#### Work to complete
According to the journal entries, in what town was the La Roulotte owner's first restaurant, which is still in business?

#### Provided text
* * * * * * *

April 1, 2013
T’was a very quiet Easter, yesterday. My son Vincent had to work at the Mont-Tremblant Ski Resort so we didn’t get to go down to the city for the family festivities. Ever since I moved up north, I’ve missed quite a few holidays; I must say, it’s starting to weigh on this little ol’ heart of mine. But hey, that’s life, and it’ll soon be taking another turn — stay tuned.
Determined to resurrect my happy mood, I took my solitude for a walk to downtown St-Jovite. After stopping at Jean Coutu to buy a pair of mini Cadbury eggs — to sweeten up my evening —, I decided to treat myself to a fast food feast at La Roulotte which reopened its doors on March 1st, a sure sign that spring has arrived. Yay!
The owner, who preferred not to be photographed (too bad, because he’s a damn good-looking man), told me — after I mentioned his fries were the best fries in the whole wide world — that this resulted from 35 years of making French fries… no less. His journey started in Senneterre, Abitibi, where his first restaurant is still in business, and for the past 10 years, he has spent his energy here in St-Jovite, perfecting his very own recipe for barbecue sauce = absolutely delicious!
Even though it was a balmy 10 degrees Celsius outside (50F), I chose to eat inside at a table right by the windows. The sun was kind as can be: breaking through the clouds just for me, it kept me company all through the meal. I stretched the moment as much as I could, reading two chapters of The Guru Looked Good, a memoir written by Marta Szabo, a Facebook friend of mine. The Imposters, Marta’s second memoir, is due out in paperback and e-book on April 8.
Having soothed my craving for fries and sauce, I headed back home, another 3.5 kilometre walk during which I merrily burped my Coke into the pure mountain air.
I leave you with this photo taken last summer…
La Roulotte in all its coloured splendour!
Address: 795, de St-Jovite Street, Mont-Tremblant, Québec
(parking at the back, picnic tables, mini putt)
March 10, 2012
Tonight, I met up with Diane, my dead brother’s first love,
for a 5 à 7 at Jack & Johnnie’s, in Saint-Jovite.
CHEERS, André !
As soon as I got home, I thought of you.
So I’m dropping by to tell you that I love you, but that I still need to hide for a while in order to better find myself (now is that deep, or what).
To also tell you that all is well.
That I’m happier and happier.
That I even have a washer
and a dryer.
And on top of all that, I’m now friends with a giant crow who hangs around downtown, either near the church or the bookstore.
Life is truly beautiful — thank you, thank you, thank you.
Peace & Love & Rock’n'Roll
November 17, 2010
While I travel in my head, in my dreams, in my imaginary bus, my brother Robert travels in reality.
Recently, he and his wife took a 3-day trip to London. They left their home in Saint-Symphorien and went by car to Brussels, and then took the train for the rest of the way. I phoned him as soon as I received his card, last week, and he told me they had a blast.
Let me translate for you:
Wednesday, November 3
A little trip for two in London.
Quick, but superb. We’re thinking of you.
See you soon, big kisses.
I forgot to show you the 2 postcards Bobby Baby sent me over the summer. They’re particularly interesting as they were sent from the region, in France, where our ancestor René de la Voye was born. With all the renovations and stuff lying all over the place, I’ll have to find them first! As soon as I do, I’ll put them up.
And do you know where the next postcard will be coming from? Barcelona. Cool, huh?
For more about Bobby Baby and
his postcards: (1), (2), (3).

* * * * * * *

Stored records
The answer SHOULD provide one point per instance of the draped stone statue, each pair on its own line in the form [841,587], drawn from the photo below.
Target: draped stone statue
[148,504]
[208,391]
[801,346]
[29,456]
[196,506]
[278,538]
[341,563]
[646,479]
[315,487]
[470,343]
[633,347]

* * * * * * *

#### Answer to this problem
Senneterre, Abitibi.